■ What the task asks ■
Exactly repeat the line that contains "TARGET = gray cap", then every line after it up to and including the final line.
- - - - -
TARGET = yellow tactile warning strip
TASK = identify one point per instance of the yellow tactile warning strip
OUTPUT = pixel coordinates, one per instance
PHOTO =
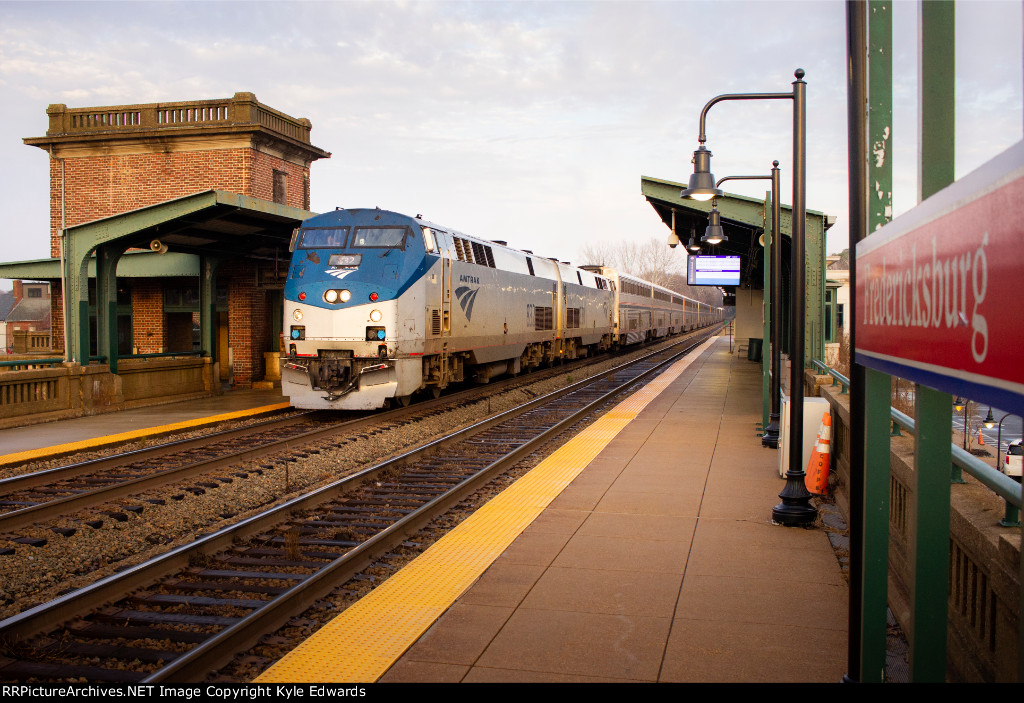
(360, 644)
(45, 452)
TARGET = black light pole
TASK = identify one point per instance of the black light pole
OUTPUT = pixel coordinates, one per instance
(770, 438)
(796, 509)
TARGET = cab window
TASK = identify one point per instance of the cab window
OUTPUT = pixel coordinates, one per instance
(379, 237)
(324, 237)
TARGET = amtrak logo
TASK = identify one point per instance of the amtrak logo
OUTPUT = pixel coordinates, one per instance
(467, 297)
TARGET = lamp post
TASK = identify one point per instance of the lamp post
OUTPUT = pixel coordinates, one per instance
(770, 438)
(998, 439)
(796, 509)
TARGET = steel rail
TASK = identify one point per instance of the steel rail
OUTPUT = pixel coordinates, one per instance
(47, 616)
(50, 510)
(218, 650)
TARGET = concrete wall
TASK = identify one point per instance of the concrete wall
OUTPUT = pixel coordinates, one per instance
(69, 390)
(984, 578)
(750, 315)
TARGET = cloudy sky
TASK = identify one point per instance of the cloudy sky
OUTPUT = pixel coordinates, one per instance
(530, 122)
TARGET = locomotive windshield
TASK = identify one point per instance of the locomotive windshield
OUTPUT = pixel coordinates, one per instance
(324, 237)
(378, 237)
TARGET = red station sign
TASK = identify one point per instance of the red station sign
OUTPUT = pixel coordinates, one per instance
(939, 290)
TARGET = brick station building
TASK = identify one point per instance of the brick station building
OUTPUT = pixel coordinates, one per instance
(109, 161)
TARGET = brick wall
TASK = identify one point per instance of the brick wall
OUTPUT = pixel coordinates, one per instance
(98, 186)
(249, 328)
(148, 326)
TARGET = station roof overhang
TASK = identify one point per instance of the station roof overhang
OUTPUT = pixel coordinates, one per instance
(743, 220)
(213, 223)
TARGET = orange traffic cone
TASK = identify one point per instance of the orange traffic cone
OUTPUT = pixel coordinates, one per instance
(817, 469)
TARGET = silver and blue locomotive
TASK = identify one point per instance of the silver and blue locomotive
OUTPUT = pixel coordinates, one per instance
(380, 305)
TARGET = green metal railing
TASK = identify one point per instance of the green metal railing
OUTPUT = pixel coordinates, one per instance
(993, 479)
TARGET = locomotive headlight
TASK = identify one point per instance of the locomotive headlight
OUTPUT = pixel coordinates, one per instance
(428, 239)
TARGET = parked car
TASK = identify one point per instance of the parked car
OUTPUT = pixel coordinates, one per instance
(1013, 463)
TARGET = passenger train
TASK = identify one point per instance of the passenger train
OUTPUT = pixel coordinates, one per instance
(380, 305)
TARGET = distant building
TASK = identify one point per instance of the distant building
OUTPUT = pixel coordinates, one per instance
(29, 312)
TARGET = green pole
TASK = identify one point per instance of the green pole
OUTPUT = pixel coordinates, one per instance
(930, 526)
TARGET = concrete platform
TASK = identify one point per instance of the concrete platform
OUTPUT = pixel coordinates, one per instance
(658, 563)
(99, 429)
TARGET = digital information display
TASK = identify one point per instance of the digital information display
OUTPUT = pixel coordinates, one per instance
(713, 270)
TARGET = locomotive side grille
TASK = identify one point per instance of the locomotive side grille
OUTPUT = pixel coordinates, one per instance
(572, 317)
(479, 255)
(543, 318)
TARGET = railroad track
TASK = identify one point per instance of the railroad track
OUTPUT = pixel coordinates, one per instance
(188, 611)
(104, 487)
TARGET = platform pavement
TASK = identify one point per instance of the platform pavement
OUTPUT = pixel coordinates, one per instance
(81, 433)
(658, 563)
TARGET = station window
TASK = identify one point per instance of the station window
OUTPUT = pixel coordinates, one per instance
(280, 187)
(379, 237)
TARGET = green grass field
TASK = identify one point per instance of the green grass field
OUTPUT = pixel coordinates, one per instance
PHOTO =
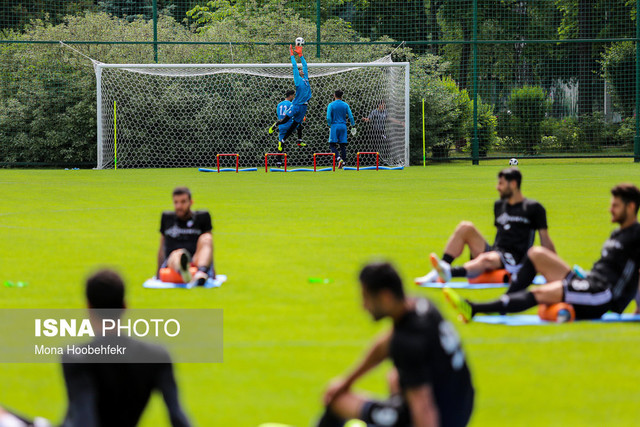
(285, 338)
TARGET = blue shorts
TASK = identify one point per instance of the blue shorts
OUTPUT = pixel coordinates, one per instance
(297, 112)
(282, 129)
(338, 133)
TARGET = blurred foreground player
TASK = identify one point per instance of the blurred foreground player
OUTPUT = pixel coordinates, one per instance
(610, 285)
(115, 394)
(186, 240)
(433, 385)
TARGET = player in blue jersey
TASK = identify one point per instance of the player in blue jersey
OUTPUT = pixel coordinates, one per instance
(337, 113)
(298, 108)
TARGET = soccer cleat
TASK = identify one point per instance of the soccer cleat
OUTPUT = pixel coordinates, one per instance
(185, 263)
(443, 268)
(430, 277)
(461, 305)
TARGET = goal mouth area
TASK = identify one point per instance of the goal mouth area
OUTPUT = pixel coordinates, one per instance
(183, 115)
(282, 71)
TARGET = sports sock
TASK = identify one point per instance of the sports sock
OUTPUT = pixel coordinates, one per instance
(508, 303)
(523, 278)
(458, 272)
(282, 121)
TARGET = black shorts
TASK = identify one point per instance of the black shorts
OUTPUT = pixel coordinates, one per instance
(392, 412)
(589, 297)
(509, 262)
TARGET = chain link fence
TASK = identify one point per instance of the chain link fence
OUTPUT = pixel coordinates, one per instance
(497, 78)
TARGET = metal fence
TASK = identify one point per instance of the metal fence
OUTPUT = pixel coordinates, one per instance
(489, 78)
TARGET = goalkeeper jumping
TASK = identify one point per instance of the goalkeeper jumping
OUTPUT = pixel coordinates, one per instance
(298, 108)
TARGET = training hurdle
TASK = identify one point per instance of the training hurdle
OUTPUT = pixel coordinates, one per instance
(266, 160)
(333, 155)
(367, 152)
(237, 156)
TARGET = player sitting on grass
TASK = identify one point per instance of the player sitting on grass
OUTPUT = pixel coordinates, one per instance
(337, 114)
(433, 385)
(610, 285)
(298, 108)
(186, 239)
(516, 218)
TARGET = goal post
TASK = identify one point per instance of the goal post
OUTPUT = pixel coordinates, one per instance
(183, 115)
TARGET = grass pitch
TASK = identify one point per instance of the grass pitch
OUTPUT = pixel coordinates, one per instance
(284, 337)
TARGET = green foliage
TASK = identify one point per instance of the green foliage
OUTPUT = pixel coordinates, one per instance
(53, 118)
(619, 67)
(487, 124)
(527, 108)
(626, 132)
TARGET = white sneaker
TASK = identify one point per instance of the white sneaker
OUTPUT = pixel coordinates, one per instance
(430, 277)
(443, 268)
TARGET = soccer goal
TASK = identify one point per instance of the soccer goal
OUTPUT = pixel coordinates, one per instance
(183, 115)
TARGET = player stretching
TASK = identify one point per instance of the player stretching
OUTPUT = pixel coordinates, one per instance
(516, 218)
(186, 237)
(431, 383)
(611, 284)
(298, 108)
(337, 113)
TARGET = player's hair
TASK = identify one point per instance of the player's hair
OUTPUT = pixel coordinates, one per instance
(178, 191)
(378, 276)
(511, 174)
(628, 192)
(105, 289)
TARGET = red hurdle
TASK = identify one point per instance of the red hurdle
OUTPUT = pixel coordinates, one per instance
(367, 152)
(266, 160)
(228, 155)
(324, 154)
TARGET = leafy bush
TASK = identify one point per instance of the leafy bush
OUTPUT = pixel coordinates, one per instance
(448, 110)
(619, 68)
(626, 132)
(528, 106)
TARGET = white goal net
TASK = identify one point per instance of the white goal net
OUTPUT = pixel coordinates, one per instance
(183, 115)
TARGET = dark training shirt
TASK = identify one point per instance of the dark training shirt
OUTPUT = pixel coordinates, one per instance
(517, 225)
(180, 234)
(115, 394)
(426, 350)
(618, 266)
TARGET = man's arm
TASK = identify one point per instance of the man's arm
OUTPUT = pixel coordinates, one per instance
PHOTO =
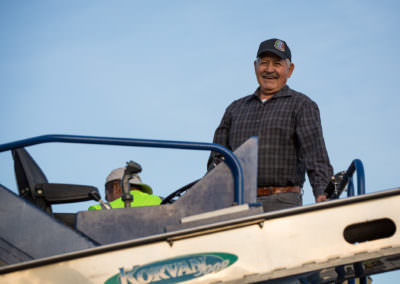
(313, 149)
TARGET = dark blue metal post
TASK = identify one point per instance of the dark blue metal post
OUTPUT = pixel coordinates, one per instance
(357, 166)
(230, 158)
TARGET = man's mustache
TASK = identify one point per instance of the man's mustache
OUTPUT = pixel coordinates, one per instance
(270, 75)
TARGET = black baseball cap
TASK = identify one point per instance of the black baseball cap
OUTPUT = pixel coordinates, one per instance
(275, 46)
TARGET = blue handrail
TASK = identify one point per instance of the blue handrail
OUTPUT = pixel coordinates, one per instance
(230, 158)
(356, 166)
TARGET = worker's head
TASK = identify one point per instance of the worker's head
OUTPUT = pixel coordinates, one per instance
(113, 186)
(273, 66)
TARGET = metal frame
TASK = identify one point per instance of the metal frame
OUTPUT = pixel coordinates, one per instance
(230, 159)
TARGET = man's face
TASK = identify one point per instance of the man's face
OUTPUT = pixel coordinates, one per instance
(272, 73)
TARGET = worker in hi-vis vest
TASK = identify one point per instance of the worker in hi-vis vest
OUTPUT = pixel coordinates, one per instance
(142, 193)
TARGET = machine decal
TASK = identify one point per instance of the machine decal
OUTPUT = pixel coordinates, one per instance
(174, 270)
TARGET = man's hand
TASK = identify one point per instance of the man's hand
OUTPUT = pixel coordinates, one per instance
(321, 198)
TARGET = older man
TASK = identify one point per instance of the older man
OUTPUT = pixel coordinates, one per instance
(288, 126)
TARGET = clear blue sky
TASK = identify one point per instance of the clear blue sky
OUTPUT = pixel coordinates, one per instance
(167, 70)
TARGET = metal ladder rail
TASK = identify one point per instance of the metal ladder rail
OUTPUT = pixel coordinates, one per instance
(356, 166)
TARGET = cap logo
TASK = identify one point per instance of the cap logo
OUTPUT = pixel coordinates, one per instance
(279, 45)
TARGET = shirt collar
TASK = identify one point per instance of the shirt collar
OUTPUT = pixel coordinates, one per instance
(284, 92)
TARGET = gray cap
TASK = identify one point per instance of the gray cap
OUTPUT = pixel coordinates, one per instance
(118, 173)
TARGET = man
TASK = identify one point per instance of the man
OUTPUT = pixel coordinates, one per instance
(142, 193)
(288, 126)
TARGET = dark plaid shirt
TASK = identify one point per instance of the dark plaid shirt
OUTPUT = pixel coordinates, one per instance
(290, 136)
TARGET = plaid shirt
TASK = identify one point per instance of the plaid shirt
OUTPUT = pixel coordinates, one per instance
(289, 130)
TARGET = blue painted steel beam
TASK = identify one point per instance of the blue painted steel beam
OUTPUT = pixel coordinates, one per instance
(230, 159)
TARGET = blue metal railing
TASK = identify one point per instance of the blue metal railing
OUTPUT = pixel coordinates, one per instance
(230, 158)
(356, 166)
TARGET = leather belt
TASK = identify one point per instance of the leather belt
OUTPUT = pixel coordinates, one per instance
- - - - -
■ Expected output ■
TARGET = gray cap
TASK = identify one point per instance of the gray cap
OUTPUT = pixel coordinates, one per instance
(118, 173)
TARGET = man
TASK = identify one point per instance of the man
OUTPUT = pixel coordinates, one per instance
(142, 193)
(288, 126)
TARGET = dark plaid shirt
TASK = identify one point per instance of the dark plaid shirt
OUTPUT = pixel coordinates, one per instance
(290, 136)
TARGET = plaid shirt
TASK = identify one point per instance of the plaid shirt
OUTPUT = pixel coordinates, one per instance
(289, 130)
TARGET = blue painted steel beam
TASK = identify one point per instance of the blue painted steel beam
OUTPUT = pixel coordinates, one per instance
(230, 159)
TARGET = blue metal railing
TASK = identify one point per instance of the blue metal railing
OUTPUT = pixel coordinates, one per instance
(230, 158)
(356, 166)
TARGET = leather belt
TASK = identify one point per instance of the leather belt
OUTPUT = pixel coordinates, one per instance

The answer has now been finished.